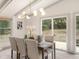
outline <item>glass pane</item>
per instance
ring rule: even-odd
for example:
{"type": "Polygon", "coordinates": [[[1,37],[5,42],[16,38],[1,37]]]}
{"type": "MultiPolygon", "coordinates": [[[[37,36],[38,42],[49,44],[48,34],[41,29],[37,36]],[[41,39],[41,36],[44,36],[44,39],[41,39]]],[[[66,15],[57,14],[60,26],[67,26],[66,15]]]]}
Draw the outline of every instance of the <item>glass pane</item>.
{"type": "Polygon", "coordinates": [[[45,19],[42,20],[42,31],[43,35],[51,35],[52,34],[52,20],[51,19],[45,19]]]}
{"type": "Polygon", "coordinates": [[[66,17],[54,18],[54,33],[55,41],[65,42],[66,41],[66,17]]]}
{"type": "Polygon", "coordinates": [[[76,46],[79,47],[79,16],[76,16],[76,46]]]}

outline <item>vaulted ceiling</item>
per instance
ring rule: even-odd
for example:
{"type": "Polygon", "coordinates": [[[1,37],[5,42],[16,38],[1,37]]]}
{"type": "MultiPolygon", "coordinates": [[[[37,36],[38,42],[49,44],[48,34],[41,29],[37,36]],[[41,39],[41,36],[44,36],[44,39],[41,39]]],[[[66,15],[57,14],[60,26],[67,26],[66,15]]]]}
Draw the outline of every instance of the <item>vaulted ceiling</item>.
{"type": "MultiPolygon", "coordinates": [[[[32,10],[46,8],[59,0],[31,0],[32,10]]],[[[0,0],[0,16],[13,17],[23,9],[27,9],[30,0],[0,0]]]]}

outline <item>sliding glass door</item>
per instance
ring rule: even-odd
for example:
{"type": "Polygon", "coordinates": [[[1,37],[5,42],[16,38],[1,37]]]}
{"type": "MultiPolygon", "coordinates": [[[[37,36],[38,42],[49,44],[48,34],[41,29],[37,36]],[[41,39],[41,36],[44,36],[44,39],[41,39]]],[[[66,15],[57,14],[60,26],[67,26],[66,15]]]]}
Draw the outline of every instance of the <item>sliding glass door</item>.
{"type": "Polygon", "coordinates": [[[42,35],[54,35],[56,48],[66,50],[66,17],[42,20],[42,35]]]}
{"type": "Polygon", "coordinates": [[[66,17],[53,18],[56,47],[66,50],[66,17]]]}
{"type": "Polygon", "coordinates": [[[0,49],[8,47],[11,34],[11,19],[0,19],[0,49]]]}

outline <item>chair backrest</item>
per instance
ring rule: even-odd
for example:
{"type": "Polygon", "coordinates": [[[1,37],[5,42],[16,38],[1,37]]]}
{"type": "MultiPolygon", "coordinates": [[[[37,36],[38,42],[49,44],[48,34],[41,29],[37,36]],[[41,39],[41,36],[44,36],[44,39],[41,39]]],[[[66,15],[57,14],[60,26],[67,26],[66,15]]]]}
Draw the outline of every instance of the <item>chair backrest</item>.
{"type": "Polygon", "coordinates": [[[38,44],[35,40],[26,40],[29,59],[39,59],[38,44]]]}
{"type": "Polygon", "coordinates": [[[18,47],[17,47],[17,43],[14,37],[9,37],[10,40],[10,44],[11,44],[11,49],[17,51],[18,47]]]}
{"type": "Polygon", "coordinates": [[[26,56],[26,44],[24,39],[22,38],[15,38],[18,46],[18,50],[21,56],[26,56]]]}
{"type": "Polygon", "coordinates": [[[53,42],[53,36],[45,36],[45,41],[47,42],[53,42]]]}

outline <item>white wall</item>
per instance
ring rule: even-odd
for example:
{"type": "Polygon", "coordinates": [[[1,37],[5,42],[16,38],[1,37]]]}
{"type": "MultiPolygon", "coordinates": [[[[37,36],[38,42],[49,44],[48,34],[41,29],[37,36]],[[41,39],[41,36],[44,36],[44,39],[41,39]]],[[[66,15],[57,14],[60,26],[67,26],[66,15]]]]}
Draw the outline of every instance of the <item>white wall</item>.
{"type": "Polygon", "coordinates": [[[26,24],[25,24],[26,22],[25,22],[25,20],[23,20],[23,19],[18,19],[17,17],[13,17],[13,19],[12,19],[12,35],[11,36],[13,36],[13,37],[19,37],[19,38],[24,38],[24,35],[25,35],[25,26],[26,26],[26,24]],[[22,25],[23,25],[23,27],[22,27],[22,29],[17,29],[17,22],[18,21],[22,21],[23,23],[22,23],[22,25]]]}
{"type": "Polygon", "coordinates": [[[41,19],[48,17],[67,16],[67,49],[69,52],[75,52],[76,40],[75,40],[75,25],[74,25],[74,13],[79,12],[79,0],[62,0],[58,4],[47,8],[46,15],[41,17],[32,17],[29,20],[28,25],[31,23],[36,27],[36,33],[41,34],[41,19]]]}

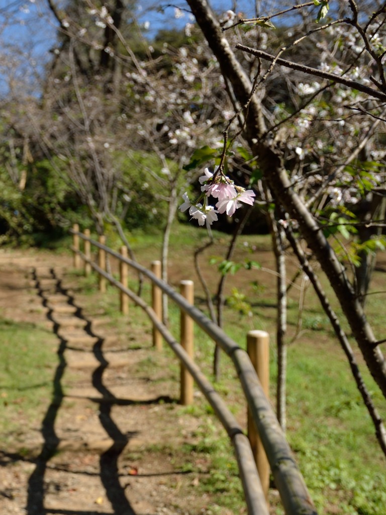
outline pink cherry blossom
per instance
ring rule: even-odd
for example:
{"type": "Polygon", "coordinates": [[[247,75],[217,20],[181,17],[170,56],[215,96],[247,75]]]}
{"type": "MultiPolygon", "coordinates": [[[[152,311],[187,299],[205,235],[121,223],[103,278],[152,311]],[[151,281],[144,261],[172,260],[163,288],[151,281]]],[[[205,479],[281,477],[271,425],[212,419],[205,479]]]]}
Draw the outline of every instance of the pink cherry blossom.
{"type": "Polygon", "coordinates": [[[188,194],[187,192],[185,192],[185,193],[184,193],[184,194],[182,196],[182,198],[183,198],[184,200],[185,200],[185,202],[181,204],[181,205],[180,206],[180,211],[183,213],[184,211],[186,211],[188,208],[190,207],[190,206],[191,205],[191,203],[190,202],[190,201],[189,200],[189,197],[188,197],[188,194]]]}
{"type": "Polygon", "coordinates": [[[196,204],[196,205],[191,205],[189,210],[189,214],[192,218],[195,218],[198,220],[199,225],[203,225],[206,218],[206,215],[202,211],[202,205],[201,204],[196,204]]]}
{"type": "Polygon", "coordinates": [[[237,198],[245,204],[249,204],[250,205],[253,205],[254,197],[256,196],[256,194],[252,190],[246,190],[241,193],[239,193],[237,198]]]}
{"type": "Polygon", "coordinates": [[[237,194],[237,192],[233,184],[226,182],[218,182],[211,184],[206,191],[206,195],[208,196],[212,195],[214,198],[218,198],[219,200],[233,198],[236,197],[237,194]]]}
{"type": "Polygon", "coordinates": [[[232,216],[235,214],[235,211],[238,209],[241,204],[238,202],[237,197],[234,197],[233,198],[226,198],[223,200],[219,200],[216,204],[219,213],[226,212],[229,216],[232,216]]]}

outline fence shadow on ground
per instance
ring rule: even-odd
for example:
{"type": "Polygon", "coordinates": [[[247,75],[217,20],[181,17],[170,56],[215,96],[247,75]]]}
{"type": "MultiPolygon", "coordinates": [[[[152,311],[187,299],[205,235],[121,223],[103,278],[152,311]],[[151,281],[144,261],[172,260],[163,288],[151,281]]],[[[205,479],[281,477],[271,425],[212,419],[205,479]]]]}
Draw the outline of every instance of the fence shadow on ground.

────────────────────

Goal
Please show every line of the items that contains the word "fence".

Task output
outline fence shadow on ground
Draw the outline of every instance of the fence shadow on ground.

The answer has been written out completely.